• **Text passage**:

--- Begin ---

Requirements of an LTC

In order for a company to obtain LTC status there are some base requirements.  They are as follows:

  • There has to be five or fewer shareholders.  As with many elements of the LTC rules this in itself is not straightforward as there are aggregation rules that allow certain related shareholders to count as one shareholder.
  • All shareholders of an LTC must be natural persons, Trusts, or other LTCs. 
  • An LTC election needs to be filed within the appropriate time frame.  This varies depending on whether the company is new, existing, or has QC status and is transitioning during the transition period into LTC status. 
  • The company cannot be regarded as a foreign company.  This means that the company not only has to be tax resident of New Zealand under domestic legislation but it also needs to retain that tax residency in New Zealand after the application of any relevant double tax agreement. 

Transition Period

Up until 30 September 2012 there is a window of opportunity to convert companies that were LAQCs where there has not been any conversion undertaken.  Where a company that was previously an LAQC or QC prior to the implementation of the new rules on 1 April 2011 has not made any election to either enter the LTC regime or apply the transition rules that allow conversion to sole trader or partnership structures, there is a second window of opportunity until 30 September 2012 to undertake such actions.  Broadly speaking, if you have a QC that did not make any transition during the first window of opportunity, there are four options that can be pursued:

  1. You can do nothing, which means the company remains a QC. 
  2. You can transition into the LTC regime by filing an election prior to 30 September 2012.

--- End ---

• **Given request 1**: Locate each line in the records below that contains the word "christmas" and copy those lines.

• **Extracted records**:
--- Begin ---

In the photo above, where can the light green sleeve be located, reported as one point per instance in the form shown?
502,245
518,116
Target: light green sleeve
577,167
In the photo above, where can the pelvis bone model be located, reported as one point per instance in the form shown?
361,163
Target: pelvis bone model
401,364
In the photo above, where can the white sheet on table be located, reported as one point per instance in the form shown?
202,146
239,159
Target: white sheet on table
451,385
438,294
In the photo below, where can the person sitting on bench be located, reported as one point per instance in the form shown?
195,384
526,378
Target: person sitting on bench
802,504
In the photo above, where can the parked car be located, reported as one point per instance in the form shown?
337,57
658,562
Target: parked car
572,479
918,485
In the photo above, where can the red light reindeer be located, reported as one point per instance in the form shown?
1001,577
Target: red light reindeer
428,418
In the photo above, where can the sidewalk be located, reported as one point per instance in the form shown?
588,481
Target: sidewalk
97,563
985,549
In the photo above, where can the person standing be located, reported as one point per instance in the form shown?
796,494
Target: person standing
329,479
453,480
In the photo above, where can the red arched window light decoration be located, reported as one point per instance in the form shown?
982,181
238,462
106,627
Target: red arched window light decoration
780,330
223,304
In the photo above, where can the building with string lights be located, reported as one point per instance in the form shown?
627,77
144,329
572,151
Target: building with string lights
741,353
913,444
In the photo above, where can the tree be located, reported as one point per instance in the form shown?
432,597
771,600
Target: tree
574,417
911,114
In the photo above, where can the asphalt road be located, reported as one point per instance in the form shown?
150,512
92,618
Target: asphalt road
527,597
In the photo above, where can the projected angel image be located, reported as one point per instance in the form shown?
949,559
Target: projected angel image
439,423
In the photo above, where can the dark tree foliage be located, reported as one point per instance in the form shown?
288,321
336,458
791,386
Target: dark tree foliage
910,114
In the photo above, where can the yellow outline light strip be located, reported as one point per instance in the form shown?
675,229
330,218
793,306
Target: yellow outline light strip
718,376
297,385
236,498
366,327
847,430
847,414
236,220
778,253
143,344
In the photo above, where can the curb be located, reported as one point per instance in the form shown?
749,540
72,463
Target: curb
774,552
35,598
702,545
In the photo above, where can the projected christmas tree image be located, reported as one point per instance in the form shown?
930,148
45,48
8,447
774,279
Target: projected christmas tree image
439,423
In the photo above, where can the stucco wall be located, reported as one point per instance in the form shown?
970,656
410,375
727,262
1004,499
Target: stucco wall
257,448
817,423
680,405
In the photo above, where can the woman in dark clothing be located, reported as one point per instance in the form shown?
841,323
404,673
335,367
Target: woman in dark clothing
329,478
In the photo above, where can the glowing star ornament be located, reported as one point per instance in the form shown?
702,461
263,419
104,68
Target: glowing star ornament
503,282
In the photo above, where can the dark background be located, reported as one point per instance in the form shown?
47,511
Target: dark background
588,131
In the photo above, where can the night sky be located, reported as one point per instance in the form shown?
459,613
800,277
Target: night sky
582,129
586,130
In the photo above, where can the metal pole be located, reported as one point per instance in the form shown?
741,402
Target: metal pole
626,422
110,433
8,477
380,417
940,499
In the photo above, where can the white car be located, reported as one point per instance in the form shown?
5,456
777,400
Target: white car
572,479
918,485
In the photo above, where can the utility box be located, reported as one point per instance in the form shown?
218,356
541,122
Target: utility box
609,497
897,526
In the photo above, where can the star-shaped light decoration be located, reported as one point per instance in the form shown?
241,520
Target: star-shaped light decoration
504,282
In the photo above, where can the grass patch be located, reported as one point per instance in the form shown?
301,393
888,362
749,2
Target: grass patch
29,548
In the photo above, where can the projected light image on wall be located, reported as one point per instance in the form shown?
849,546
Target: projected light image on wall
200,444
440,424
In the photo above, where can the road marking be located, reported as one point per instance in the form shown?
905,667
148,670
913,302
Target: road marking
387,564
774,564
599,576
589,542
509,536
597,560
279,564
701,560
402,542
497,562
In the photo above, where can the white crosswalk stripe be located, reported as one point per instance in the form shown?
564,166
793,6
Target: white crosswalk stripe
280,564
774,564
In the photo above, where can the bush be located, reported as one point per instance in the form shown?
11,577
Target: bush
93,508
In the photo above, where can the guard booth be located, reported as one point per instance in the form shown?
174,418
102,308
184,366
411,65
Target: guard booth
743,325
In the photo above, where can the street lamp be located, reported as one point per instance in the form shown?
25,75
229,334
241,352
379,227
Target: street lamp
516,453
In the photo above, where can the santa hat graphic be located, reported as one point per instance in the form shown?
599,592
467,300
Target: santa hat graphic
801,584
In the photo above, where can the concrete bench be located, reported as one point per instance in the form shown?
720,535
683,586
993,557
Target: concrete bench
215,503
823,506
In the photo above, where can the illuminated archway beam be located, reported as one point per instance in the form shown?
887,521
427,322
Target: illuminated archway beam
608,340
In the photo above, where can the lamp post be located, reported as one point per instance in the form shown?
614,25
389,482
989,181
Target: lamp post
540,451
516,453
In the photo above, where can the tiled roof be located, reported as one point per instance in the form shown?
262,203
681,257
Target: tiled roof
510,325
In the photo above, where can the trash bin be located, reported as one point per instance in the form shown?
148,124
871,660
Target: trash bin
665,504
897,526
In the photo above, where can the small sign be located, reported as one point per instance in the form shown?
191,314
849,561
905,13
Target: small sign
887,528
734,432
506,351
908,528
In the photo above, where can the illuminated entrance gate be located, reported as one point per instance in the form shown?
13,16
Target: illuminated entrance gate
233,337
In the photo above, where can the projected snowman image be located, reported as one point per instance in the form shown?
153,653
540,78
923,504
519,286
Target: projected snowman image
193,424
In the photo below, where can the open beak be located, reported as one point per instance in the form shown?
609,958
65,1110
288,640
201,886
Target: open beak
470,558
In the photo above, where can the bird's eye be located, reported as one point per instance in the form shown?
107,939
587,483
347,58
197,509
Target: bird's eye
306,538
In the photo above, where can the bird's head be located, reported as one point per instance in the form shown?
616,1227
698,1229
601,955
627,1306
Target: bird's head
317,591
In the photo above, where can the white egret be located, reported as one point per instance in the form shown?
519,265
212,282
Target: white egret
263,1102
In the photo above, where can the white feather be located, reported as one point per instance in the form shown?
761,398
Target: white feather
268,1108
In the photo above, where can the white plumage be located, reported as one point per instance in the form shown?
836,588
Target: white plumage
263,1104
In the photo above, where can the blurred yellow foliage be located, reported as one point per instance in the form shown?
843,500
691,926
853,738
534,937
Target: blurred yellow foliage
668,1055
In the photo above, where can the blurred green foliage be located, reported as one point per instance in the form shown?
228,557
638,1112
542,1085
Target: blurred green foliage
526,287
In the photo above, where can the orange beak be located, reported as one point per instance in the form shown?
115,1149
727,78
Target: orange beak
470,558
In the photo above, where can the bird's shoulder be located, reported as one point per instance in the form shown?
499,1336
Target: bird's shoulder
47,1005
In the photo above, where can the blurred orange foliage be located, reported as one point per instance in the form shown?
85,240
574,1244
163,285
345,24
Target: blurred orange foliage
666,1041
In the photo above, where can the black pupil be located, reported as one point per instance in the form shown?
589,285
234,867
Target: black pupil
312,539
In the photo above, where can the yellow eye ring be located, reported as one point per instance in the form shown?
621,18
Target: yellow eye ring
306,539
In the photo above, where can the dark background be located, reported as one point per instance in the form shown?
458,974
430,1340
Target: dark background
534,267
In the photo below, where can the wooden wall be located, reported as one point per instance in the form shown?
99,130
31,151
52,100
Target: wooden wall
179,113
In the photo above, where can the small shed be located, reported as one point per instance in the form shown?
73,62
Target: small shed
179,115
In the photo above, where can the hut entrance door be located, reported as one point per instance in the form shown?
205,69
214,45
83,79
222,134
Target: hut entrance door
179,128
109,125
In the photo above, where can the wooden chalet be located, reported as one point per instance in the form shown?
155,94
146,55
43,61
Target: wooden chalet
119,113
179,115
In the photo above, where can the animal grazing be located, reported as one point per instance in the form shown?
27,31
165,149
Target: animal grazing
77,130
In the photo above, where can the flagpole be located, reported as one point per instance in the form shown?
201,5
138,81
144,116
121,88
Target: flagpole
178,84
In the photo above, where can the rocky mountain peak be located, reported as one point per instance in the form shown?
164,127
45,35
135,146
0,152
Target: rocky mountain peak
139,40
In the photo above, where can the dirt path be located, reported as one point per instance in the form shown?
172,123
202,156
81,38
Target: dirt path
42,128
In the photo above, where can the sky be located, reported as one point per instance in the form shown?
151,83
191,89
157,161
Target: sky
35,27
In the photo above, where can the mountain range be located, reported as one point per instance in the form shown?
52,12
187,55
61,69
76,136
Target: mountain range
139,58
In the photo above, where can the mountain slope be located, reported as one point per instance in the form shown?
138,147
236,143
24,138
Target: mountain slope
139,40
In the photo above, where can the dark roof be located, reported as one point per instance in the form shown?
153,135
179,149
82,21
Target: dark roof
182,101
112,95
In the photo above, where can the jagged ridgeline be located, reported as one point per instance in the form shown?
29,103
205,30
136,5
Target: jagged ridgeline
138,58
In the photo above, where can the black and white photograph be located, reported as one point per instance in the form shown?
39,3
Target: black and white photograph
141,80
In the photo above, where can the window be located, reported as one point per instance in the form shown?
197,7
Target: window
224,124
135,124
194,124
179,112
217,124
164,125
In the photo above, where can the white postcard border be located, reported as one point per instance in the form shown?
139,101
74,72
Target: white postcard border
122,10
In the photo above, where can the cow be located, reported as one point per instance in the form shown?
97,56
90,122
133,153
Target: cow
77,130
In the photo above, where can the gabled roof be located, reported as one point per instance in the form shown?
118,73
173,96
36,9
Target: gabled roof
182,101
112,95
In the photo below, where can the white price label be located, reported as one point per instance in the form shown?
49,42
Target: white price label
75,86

--- End ---

• **Given request 2**: According to the passage on LTC requirements, how many shareholders may an LTC have?

• **Written answer 1**:
In the photo above, where can the projected christmas tree image be located, reported as one point per instance in the form shown?
Target: projected christmas tree image

• **Written answer 2**: Five or fewer.